## WORK ITEM A:
Retype the portion of the article on Hesler-Noble Field that opens with the words containing "Hesler-Noble Field returned" and closes with "46 m) asphalt.".
## WORK ITEM B:
Answer these questions using the article on Hesler-Noble Field, one answer per line, marked (i), (ii) and (iii):
(i) Who owns the airport?
(ii) On what date did Laurel Army Airfield open?
(iii) How many aircraft operations did the airport have in the year ending April 19, 2012?
## WORK ITEM C:
Decide whether each statement agrees with the article on Hesler-Noble Field. Answer yes or no, and quote the words from the article that settle it.
(i) The airport has scheduled airline service.
(ii) The airfield was placed on inactive status on May 31, 1946.
(iii) The first airline flights at the field were Southern DC-3s in 1961.
------ SOURCE TEXT
Airport in Mississippi, US

Hesler-Noble Field is a public airport in Jones County, Mississippi. It is owned by Laurel Airport Authority and is three miles southwest of Laurel, Mississippi.

The National Plan of Integrated Airport Systems for 2011–2015 called it a general aviation facility. It has no scheduled airline service.

== History ==
Laurel Airport opened in April, 1940, having been built by the Works Project Administration.

Alarmed by the fall of France in June 1940, Congress funded an increase from 29 to 54 combat groups in the United States Army Air Corps. The quickest way to get bases was to use existing civil airports. The Air Corps signed an agreement to lease Laurel Airport, but construction did not begin until mid 1942.

Construction involved runways and airplane hangars, with three concrete runways, several taxiways and a large apron and a control tower. Several large hangars were built. Buildings were utilitarian and quickly assembled. Most base buildings, not meant for long-term use, were built of temporary or semi-permanent materials. Although some hangars had steel frames and the occasional brick or tile brick building could be seen, most support buildings sat on concrete foundations but were of frame construction clad in little more than plywood and tarpaper. On December 18, 1942, Laurel Army Airfield opened, assigned to the Third Air Force. The 473d Base Headquarters and Air Base Squadron was host at the airfield.

Initially, the mission of the new Air Force field was to fly antisubmarine patrols over the Gulf of Mexico, with the 69th Observation Group flying the (Douglas O-38, Douglas O-46 and North American O-47) from November 1942 until March 1943.

In mid-1943 Laurel AAF's mission changed to training medium and light bomber crews (B-25 Mitchell, A-20 Havoc) and photo reconnaissance units for deployment overseas. Known units that trained at the airfield were:
- 71st Reconnaissance Group, March 31 - September 24, 1943
- 416th Bombardment Group, November 1943 - January 1, 1944
- 410th Bombardment Group, January - February 8, 1944

In early 1944, a phase down of training activity was begun, and plans were made to convert Laurel AAF into a specialized storage facility. Most activities at the airfield were moved to Jackson Army Air Base and Laurel was transferred to Air Technical Service Command on 1 July 1944. Large numbers of aircraft were sent to Laurel, both from other training bases, and later from returning overseas units after the War.

Excess aircraft were sent to reclamation facilities after being processed at Laurel. The airfield was placed on inactive status May 31, 1946 and returned to civil control.

Hesler-Noble Field returned to being a civil airport. The first airline flights were Southern DC-3s in 1951; the airlines moved to Hattiesburg-Laurel Regional Airport in May 1974.

==Facilities==
Hesler-Noble Field covers 1,350 acres (546 ha) at an elevation of 238 feet (73 m). Its one runway, 13/31, is 5,513 by 150 feet (1,680 x 46 m) asphalt.

In the year ending April 19, 2012 the airport had 22,975 aircraft operations, average 62 per day: 95% general aviation and 5% military.
43 aircraft were then based at this airport: 58% single-engine, 21% multi-engine, 9% jet, 7% ultralight, and 5% helicopter.

A US Navy McDonnell Douglas T-45 Goshawk made a precautionary landing at Hesler-Noble Field on 12 April 2024 after an engine malfunction, following which all T-45 flights were paused.
------------
------ DATA FOR ANALYSIS
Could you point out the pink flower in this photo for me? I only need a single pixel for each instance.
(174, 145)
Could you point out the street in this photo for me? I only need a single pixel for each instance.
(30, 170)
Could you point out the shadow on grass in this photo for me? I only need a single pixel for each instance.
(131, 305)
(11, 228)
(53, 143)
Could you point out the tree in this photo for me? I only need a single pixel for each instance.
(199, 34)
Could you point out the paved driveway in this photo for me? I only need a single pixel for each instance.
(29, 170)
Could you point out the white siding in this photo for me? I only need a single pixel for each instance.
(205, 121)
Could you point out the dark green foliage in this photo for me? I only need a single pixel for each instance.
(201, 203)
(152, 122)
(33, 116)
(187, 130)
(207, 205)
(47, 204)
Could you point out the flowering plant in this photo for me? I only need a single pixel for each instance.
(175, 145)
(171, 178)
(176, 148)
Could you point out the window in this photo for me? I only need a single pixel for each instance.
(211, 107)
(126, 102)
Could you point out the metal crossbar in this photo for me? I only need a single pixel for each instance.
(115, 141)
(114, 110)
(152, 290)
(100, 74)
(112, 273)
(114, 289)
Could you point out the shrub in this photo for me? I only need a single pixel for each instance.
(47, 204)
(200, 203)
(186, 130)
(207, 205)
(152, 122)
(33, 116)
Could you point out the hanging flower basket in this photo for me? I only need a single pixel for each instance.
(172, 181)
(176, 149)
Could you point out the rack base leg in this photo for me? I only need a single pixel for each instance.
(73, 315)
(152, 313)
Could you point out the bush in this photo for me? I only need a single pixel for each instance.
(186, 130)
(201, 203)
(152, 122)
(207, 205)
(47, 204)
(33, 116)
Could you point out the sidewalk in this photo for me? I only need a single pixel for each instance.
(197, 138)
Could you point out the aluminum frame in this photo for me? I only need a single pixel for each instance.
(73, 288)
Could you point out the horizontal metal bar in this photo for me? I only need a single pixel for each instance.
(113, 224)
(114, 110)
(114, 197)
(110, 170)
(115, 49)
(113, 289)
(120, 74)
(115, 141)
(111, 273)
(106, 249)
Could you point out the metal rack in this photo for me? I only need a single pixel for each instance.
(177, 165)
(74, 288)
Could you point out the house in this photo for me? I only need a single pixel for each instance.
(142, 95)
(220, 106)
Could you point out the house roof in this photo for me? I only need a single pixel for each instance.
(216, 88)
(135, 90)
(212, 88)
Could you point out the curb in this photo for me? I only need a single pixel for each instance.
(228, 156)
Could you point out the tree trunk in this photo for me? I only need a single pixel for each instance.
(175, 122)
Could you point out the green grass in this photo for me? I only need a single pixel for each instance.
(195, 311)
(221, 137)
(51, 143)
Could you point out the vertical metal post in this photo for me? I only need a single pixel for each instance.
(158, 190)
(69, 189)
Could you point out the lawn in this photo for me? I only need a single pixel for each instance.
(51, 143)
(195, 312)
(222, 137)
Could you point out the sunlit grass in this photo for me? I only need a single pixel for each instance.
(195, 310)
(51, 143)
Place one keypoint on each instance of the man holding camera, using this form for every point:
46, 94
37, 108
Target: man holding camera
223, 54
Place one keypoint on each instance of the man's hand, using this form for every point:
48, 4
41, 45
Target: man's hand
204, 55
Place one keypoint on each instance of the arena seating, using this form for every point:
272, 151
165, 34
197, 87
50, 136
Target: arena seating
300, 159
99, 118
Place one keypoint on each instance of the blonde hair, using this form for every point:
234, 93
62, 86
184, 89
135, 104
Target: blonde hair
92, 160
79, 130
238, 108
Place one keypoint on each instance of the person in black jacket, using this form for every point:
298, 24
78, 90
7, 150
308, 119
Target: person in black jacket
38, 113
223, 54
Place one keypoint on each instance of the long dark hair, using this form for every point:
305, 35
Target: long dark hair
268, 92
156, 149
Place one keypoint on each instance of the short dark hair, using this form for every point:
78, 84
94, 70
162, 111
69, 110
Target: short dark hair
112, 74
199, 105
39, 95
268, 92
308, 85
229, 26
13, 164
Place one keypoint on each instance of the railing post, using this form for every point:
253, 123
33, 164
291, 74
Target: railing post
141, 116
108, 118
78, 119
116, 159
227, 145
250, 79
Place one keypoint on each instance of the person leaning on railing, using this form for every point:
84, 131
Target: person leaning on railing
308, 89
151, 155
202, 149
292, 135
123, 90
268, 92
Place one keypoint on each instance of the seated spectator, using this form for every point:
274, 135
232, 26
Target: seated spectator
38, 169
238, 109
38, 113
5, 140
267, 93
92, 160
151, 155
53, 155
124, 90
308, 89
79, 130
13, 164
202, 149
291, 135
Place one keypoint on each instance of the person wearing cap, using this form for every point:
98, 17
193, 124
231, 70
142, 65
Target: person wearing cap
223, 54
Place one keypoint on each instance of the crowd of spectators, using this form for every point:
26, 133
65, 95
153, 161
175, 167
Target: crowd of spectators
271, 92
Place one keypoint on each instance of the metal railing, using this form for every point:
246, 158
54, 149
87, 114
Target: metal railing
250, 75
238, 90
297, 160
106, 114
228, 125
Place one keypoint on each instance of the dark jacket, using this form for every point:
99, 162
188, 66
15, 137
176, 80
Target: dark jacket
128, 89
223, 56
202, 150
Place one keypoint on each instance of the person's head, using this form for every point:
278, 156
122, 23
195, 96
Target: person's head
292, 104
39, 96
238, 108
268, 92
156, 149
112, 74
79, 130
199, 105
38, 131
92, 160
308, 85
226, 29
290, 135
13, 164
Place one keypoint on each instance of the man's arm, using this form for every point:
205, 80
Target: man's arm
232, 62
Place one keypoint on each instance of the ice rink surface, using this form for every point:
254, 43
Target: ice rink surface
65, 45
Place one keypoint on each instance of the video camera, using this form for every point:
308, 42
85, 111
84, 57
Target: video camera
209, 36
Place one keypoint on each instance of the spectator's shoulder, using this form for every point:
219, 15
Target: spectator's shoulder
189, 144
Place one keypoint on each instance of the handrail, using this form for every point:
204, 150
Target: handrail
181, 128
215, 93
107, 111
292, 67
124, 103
------------
## ANSWER A:
Hesler-Noble Field returned to being a civil airport. The first airline flights were Southern DC-3s in 1951; the airlines moved to Hattiesburg-Laurel Regional Airport in May 1974.

==Facilities==
Hesler-Noble Field covers 1,350 acres (546 ha) at an elevation of 238 feet (73 m). Its one runway, 13/31, is 5,513 by 150 feet (1,680 x 46 m) asphalt.

## ANSWER B:
(i) Laurel Airport Authority
(ii) December 18, 1942
(iii) 22,975

## ANSWER C:
(i) No: "It has no scheduled airline service."
(ii) Yes: "The airfield was placed on inactive status May 31, 1946 and returned to civil control."
(iii) No: "The first airline flights were Southern DC-3s in 1951"